▶ _STORED ROWS_

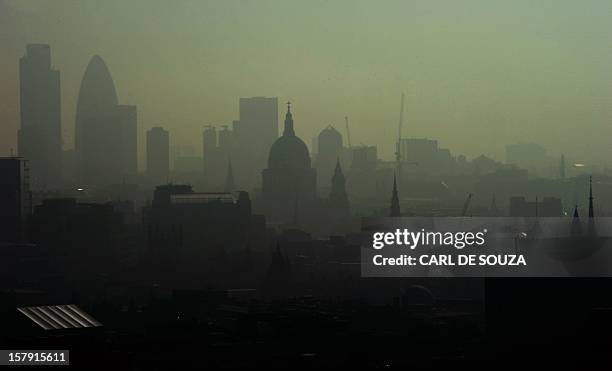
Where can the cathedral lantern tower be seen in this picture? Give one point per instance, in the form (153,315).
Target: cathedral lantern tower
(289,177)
==
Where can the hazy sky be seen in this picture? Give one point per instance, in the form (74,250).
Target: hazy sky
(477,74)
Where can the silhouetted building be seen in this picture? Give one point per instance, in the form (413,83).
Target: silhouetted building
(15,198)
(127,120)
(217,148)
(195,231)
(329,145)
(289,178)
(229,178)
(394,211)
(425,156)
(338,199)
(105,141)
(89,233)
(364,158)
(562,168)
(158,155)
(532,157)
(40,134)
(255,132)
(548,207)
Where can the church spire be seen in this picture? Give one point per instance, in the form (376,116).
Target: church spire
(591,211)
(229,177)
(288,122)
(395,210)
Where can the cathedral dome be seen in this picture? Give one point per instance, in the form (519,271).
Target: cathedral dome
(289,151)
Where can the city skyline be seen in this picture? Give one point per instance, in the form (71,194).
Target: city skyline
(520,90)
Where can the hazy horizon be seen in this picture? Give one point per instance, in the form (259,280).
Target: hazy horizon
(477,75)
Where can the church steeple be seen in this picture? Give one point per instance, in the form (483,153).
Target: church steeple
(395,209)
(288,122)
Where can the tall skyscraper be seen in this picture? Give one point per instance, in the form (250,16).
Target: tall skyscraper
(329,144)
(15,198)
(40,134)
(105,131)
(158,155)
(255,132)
--
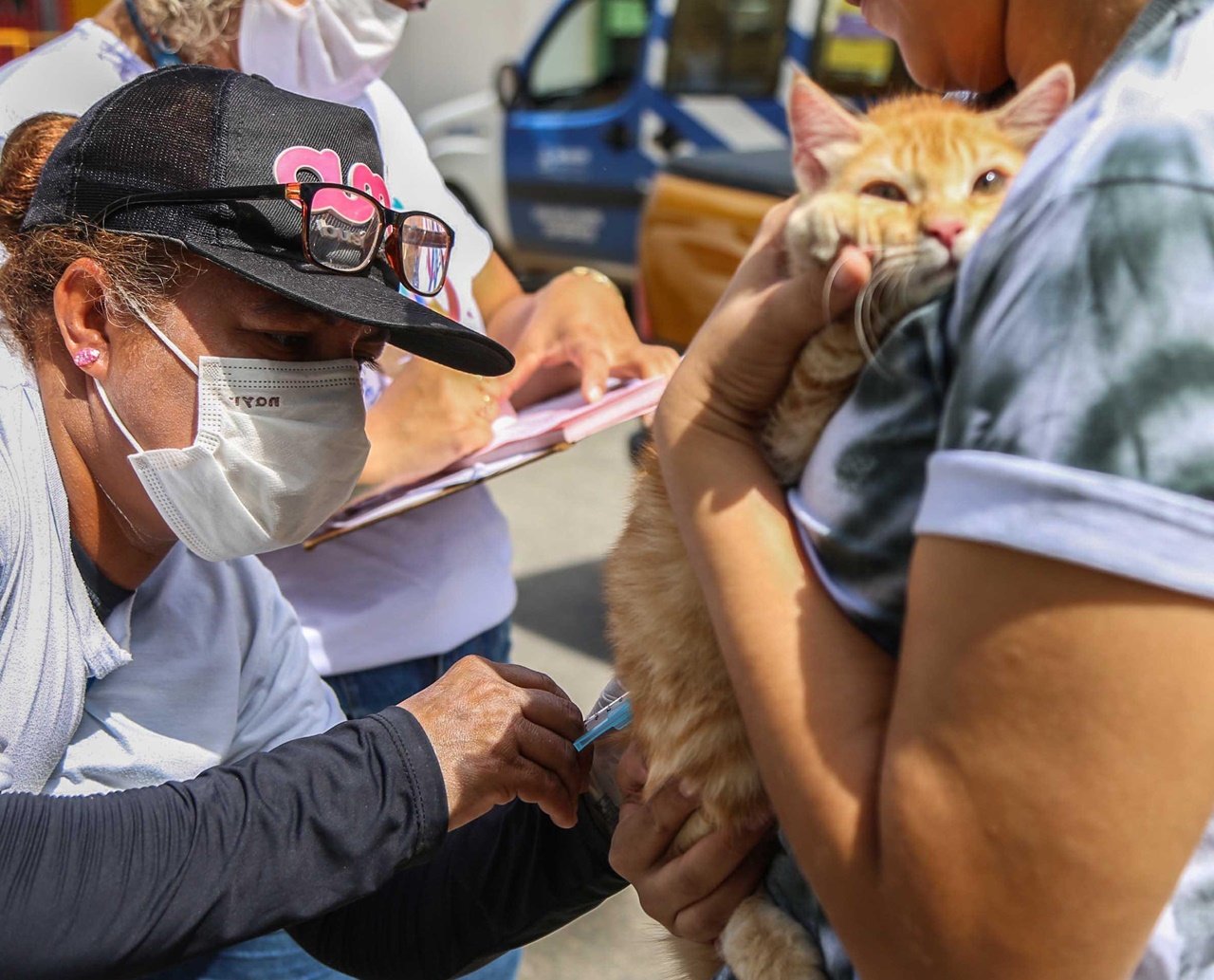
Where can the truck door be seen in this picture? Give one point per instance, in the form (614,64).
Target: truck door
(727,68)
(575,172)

▶ _GOAL_
Extract each line of the listing above that contains the word "silhouetted". Uppercase and lowercase letters count as different.

▶ _WRITTEN RESPONSE_
Where can the silhouetted building be seen in this picture? Give one point per instance, in the form (413,83).
Target: silhouetted building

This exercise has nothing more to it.